WORK ITEM: The expected output is each line below containing "query", copied in full.

(Natural-language object grounding data)
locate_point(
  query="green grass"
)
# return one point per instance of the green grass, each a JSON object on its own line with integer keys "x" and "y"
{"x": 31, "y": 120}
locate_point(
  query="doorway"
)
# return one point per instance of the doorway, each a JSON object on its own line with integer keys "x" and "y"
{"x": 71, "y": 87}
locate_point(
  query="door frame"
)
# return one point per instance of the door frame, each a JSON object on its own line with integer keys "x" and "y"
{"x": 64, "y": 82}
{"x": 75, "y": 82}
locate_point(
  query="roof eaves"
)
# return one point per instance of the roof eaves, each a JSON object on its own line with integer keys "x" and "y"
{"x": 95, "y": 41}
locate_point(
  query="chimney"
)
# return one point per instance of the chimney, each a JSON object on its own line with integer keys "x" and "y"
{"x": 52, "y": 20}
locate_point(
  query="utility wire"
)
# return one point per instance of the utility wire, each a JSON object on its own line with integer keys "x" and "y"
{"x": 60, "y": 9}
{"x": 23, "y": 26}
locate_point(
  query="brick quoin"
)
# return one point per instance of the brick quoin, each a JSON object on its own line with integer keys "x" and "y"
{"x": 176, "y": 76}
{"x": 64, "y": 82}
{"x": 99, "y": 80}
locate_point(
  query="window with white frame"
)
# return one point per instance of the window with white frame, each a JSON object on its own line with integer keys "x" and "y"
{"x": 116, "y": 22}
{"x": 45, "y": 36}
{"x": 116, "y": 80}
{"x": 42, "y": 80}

--

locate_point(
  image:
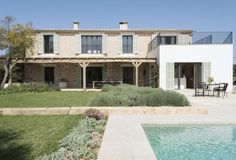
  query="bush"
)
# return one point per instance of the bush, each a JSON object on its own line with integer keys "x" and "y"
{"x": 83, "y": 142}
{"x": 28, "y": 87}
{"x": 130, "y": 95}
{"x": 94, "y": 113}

ANSWER TO THE EXERCISE:
  query="green grass"
  query="doorway"
  query="door frame"
  query="roof eaves"
  query="chimney"
  query="utility wire"
  query="brick quoin"
  query="window with white frame"
  query="bush"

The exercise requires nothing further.